───── Selección

En el Senado realizamos un homenaje al reconocido artista chiapaneco Rodolfo Disner.
PALABRAS DEL SENADOR ZOÉ ROBLEDO CON MOTIVO DEL
HOMENAJE A RODOLFO DISNER.
A
los 1050 grados centígrados, arde la arena. A diferencia del papel tan
consistentemente reclamado por Ray Bradbury, los barros que el maestro Rodolfo Disner moldea arden para fundirse y
recibir el soplo humano-divino creador del arte. El barro es un material terrestre, pero su
transformación ha sido también tarea de deidades poderosas y ampliamente
reconocidas. Por eso el barro atrae a los niños y, como tal, atrajo al maestro
Rodolfo Disner en sus primeros años.
Los
hombres de Chiapas, por supuesto, no están hechos solamente de barro. Más bien
son de maíz y, en consecuencia, el maestro Disner se a visto en la necesidad de
transformar el barro en un ingrediente solar distinto. Muchos años pasó el
Maestro para convertir las arenas costeras en un material con toda la
consistencia del elemento primigenio de los chiapanecos.
Por
eso la cerámica de Disner se hace con materiales cósmicos. Su hierro y sus
óxidos se han generado en el complicado mar del tiempo y las distancias. En
consecuencia, no es extraño que su arte se relacione con el sol; la estrella creadora de la vida y del mar. La
estrella que es la madre de hombres, de mujeres, de sirenas, de tiburones y de
caballitos de mar.
El
hombre al que hoy homenajeamos aquí, es un chiapaneco de tiempo completo.
Nacido en Huixtla y residente por vocación en Tonalá, tiene la prosapia de los
chiapanecos nacidos junto al agua que viene por la Sierra Madre y el calor de las
planicies tonaltecas. Seguramente por
eso se explica su obsesión por el mar y por las entidades que lo habitan
permanentemente y, sobre todo, por las que se mixturan entre las olas y las
montañas.
La
obra pretende sobrevivir al tiempo. El material básico del artista es durable y
Disner refiere el ejemplo de las tablillas en la Mesopotamia. Se trata de
transmitir al futuro una visión colorida del escenario en que vivimos; particularmente. De los imaginarios de las
mujeres y los hombres de Chiapas.

──────────

Tu objetivo
Por favor, prolonga el discurso en homenaje a Rodolfo Disner a partir de donde termina. El listado no tiene nada que ver con esto.

───── Filas de datos

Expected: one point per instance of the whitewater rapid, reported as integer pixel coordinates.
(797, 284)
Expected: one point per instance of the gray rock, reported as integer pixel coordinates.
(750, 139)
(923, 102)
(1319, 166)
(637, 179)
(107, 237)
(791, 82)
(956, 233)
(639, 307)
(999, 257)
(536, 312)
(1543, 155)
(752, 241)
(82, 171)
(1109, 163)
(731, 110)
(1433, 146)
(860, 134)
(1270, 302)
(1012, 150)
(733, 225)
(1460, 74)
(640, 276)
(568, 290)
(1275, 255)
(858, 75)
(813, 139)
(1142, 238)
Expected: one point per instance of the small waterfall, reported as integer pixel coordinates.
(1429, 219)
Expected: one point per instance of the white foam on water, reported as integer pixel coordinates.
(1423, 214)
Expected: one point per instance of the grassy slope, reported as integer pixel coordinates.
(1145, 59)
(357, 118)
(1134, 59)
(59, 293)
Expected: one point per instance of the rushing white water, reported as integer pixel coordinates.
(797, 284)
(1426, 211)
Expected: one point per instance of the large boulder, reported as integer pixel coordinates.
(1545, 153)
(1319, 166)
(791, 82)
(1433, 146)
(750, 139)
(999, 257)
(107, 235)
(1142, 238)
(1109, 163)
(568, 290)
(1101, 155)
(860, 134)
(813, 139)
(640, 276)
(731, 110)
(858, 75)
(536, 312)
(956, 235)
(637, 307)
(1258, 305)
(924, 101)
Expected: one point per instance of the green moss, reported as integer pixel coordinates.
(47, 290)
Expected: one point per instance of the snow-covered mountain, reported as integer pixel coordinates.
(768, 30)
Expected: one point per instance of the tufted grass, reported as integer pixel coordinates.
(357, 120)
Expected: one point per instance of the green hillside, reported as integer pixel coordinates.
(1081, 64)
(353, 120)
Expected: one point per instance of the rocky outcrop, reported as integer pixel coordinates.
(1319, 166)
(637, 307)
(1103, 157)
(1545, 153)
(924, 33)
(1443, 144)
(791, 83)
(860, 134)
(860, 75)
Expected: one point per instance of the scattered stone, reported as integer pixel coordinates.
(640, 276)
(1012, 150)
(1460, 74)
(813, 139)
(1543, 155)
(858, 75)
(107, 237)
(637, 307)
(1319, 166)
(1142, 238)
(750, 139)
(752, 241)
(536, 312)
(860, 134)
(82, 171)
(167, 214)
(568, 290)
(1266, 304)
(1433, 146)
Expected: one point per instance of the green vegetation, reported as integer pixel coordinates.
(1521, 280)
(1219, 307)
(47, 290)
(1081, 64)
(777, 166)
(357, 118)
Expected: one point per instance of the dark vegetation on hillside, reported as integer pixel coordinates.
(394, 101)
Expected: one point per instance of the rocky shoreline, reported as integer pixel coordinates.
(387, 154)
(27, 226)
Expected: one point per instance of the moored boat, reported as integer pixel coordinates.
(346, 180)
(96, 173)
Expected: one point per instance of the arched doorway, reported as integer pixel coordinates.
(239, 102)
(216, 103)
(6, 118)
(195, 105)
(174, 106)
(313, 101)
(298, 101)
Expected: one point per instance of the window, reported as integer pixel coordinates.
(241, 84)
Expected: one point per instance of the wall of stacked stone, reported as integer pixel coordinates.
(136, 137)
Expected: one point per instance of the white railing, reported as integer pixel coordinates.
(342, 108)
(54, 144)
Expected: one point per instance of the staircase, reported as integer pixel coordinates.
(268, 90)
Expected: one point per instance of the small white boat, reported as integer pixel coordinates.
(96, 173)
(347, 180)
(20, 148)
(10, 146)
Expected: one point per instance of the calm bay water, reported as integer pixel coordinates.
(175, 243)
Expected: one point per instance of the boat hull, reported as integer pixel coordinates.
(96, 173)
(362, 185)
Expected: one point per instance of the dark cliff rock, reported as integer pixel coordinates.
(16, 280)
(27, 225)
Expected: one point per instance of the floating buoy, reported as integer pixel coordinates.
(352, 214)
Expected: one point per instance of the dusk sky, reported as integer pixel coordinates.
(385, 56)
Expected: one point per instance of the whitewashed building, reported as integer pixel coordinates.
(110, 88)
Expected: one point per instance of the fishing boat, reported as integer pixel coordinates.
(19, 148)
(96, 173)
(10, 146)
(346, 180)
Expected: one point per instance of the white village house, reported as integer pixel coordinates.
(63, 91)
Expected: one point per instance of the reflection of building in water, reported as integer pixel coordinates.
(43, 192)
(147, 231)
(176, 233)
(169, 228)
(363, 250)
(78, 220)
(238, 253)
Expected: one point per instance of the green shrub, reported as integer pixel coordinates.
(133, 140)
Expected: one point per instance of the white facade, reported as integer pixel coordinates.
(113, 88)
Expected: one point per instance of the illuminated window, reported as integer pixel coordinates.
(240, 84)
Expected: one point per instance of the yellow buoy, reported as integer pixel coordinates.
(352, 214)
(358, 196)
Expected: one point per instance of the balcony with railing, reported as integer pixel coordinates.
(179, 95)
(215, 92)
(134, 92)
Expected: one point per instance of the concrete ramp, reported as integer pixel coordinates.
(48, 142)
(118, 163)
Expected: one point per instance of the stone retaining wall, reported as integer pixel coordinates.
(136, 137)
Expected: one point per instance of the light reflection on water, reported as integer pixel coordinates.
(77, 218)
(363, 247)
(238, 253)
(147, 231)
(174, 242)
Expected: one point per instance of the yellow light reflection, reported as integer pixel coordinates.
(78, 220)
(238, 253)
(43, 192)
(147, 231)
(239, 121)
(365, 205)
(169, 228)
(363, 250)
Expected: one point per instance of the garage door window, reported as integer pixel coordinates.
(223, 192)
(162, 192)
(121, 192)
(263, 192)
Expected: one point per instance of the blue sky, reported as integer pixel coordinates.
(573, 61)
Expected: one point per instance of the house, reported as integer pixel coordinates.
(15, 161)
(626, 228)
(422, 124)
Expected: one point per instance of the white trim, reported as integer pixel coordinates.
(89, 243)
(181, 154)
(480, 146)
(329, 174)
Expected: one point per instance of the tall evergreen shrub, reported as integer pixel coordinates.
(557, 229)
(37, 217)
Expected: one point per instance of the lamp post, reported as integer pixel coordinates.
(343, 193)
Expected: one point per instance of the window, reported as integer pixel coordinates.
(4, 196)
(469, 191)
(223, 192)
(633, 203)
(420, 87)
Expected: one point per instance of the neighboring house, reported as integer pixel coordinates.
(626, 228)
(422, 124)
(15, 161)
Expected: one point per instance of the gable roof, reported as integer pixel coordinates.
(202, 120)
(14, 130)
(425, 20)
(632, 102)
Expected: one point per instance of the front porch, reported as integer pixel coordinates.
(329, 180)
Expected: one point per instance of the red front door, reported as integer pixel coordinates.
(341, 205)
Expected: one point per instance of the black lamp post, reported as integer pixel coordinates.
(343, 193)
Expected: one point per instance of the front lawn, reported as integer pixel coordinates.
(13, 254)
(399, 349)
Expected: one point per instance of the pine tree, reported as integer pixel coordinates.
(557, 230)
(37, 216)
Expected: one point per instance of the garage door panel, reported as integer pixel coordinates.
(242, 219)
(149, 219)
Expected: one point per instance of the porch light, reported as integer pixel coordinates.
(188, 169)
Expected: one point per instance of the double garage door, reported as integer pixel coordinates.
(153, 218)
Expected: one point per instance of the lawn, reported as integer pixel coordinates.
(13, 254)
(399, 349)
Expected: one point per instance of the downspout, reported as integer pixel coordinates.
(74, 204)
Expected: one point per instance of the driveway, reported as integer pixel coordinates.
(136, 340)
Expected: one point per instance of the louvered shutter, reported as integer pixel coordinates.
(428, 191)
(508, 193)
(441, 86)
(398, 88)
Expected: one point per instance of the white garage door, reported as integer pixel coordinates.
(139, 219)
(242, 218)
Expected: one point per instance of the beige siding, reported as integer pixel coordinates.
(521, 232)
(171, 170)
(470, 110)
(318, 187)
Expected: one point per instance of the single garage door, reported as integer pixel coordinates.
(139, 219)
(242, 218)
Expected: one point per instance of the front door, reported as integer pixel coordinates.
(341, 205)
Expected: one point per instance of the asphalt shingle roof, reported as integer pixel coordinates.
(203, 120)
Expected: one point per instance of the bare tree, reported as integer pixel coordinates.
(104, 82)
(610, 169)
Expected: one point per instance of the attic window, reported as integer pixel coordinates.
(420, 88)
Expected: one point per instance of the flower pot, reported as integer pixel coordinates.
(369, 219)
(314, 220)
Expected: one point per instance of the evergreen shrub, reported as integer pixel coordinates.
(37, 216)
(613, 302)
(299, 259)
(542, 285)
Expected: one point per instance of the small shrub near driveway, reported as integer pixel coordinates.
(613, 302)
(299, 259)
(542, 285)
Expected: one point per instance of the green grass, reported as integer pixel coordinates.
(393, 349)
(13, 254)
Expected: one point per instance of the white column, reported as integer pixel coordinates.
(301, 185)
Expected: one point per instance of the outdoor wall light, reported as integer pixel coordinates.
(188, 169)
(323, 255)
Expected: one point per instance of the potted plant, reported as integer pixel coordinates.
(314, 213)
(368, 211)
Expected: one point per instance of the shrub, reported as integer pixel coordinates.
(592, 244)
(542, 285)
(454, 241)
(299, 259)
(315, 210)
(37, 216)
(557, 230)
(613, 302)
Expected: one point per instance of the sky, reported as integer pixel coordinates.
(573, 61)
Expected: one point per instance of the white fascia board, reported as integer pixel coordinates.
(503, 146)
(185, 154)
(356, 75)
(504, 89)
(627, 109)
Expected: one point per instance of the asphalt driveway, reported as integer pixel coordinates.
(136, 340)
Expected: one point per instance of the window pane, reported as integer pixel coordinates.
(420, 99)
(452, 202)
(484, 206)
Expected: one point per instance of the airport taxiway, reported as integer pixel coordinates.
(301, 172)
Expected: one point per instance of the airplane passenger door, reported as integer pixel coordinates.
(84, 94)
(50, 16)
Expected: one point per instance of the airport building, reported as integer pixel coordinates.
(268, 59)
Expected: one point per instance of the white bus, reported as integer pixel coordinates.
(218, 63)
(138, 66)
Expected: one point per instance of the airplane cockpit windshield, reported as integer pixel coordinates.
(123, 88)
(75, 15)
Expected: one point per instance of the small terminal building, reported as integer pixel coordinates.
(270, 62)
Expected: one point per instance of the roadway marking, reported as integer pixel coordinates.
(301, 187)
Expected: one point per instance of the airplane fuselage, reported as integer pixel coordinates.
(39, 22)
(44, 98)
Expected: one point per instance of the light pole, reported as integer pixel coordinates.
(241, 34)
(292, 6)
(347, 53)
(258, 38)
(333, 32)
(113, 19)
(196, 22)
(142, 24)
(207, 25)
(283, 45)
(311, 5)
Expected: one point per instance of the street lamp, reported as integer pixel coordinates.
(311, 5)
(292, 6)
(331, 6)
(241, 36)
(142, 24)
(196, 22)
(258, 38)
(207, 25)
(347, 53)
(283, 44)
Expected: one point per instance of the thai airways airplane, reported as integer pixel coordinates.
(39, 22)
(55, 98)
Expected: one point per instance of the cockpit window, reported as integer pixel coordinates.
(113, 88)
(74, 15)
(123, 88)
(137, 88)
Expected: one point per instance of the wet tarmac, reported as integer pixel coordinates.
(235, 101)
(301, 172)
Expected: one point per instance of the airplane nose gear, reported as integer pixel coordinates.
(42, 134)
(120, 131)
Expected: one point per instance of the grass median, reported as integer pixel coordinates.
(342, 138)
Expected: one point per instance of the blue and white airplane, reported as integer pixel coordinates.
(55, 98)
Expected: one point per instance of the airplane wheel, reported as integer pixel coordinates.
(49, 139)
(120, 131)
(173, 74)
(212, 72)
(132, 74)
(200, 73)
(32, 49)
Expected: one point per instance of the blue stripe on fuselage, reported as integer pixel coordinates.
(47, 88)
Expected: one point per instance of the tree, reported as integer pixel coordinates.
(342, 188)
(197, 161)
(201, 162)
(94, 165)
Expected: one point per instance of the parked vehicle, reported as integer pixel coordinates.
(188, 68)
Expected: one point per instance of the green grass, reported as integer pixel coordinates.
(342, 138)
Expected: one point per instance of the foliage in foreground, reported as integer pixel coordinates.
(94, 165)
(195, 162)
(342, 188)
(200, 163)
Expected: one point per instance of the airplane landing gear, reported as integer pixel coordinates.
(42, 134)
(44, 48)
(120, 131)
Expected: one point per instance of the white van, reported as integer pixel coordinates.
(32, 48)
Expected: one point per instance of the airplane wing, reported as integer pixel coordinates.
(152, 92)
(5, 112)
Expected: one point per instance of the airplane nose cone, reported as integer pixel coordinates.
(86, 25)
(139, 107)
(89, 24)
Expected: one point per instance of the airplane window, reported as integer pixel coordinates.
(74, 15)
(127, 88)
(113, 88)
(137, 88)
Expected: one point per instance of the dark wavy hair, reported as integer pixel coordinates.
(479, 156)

──────────

Respuesta
En
el libro que hoy se presenta aquí, y que han de comentar los otros panelistas, se
observa una apreciación plástica que llama a reflexionar. Sobre todo, las obras en los distintos campus
de la Universidad Autónoma de Chiapas. Disner no pretende crear un molde para
el pensamiento, sino animar en todos los sentidos las libertades, con el
trasfondo de la razón, la duda y la búsqueda.
En
Chiapas, los enamorados siguen la regla clásica: quieren conocer directamente a
la pretensa y en seguida vendrán las fotografías y demás prendas para remachar
los sentimientos. En este caso, el libro contienen las fotografías y los
ensayos que nos presentan la obra. El resultado debe ser el mismo: convocar a
un conocimiento directo, cálido, del arte chiapaneco del Disner de todas
partes.
El
material arcilla, que parece modesto, es convertido por el pintor ceramista en
una vertiente soberbia en cuanto a su duración. Cuando los tablilleros de
Babilonia hacían su tarea, seguramente pensaban en los hombres que leerían el
mensaje en el tiempo futuro. La tierra, que es un material modesto en
apariencia, es el elemento supremo para la vida humana. Disner trabaja sobre la
tierra.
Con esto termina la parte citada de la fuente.